EXERCISE 1: List each distinct shutter speed that the Contax I shutter discussion writes as a fraction of a second, giving every value once.
EXERCISE 2: Write the next post in the Contax I shutter discussion, following on from its final post.

Contax I ribbons

I need to figure out if this has anything to do with the release mechanism for the top curtain (regulated by the slow speed escapement) or maybe the curtain is snagging on the guides on the back plate.

when curtain gets stuck how you make it close?
 
If I manipulate the jammed lower curtain it will run down (not before the top curtain drops on it.
Otherwise I wind the shutter and set it to the faster speeds and then it'll work fine.

1/500th and 1/1000th seem to be capping again now. :(
 
If I manipulate the jammed lower curtain it will run down (not before the top curtain drops on it.
Otherwise I wind the shutter and set it to the faster speeds and then it'll work fine.

Same here. I still used faster speed setting at slow group to get slower 1/25sec (but honestly never use any slower then 1/50s so far)
 
I figured it out, more or less.

There are those two small bits of blade spring on the outside edges of the bottom curtain. At the same level as the friction buckles. These parts normally hit the bottom of the shutter crate, preventing the curtain from rolling up further.
Well, the one on the right side, looking from the back of the camera, was hitting one of the small gears of the slow speed escapement as the curtain came down. The blade would snag between the teeth of the gear, jamming both the curtain and the slow speed mechanism.
At first I thought this was done on purpose. The part hitting the gear to start the release of the top curtain.

I bent the blade slightly towards the back cover so it wouldnt' hit the gear anymore. That seems to have cleared up some problems with the slow speeds.

Like with my v4 and like yours, Deklari, l can't use these speeds with the red dot, but must use the white indicator dot on the dial. This gives me reasonable 1/2nd, 1/5th and 1/10th of a second times.

Remaining problems;
Zeit doesn't work. It just drops the top curtain on the lower curtain, but doesn't release the lower curtain.
And 1/500th and 1/1000th are still capping.

Nothing I couldn't live with.

Also, the frame counter reset button replacement arrived from Nobby Sparrow. Hurrah!
 
I could try and realigning the conical gear behind the winding knob. By shifting it a tooth or two should increase the gap for the high speeds, but this would effect all other speeds to.

Maybe it's really time for me to invest in a shutter speed tester....


Anyway, the brothers:
Contaxes.jpg
 
Beautiful, Rick, something to be proud of.

"I could try and realigning the conical gear behind the winding knob. By shifting it a tooth or two should increase the gap for the high speeds, but this would effect all other speeds to." I would not dare to touch that part. I think this would made the tensioning movement impossible.

Erik.
 
I could try and realigning the conical gear behind the winding knob. By shifting it a tooth or two should increase the gap for the high speeds, but this would effect all other speeds to.

Maybe it's really time for me to invest in a shutter speed tester....

I have only touch that part because the gap for high speed too big in my camera. I have manipulate those conical gear to make few mm. gap for 1/1000s. The curtains speed is same in each group and different between group. By selecting speed on winding knob in each group, we only changing the gap between curtains. But Erik correct increasing gap will change the tensioning movement.

RECORDED DATA:
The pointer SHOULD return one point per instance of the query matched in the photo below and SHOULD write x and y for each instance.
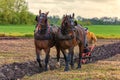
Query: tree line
(16, 12)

EXERCISE RESPONSE 1: 1/1000, 1/500, 1/50, 1/25, 1/10, 1/5, 1/2

EXERCISE RESPONSE 2:
 
Mechanical stuff I'm fine with...it's electronics more complicated than bicycle lights that I don't do. :)

Fine, I'll leave the camera alone for now. Will shoot a roll with it once I'm done with the one in the Nicca 3-f.
 
I know it was published already. Just want to refresh.

Few critical steps there. First remember how "speed selector disc" was installed (central part has "square" connection that give 4 different combinations and only one is really working). Second, biggest "conical" gear could be push away from main shutter gear (what seat at 90 degree) and rotate to adjust top curtain moves (clockwise, if look from the front -will reduce distance between two curtains). I'm not professional, it work for me, but I couldn't warranty what this correct way to do it.
31181917372_6de7080a84_b.jpg

After a few weeks, finally, I can get back to put my hands on the camera. Time is always missing, you know how it is.
Deklari, I followed all the indications you put in the drawing. I removed all components inside the speed selector disk, but it was not possible to shift the conical gear forwards. I also forced a bit with different tools, but every try I made has failed: gear doesn't move in any directions. I surely wrong something.
Any suggestions?
 
After a few weeks, finally, I can get back to put my hands on the camera. Time is always missing, you know how it is.
Deklari, I followed all the indications you put in the drawing. I removed all components inside the speed selector disk, but it was not possible to shift the conical gear forwards. I also forced a bit with different tools, but every try I made has failed: gear doesn't move in any directions. I surely wrong something.
Any suggestions?

Sorry didn't check this thread. It long time ago I have to look how I did.
 
After a few weeks, finally, I can get back to put my hands on the camera. Time is always missing, you know how it is.
Deklari, I followed all the indications you put in the drawing. I removed all components inside the speed selector disk, but it was not possible to shift the conical gear forwards. I also forced a bit with different tools, but every try I made has failed: gear doesn't move in any directions. I surely wrong something.
Any suggestions?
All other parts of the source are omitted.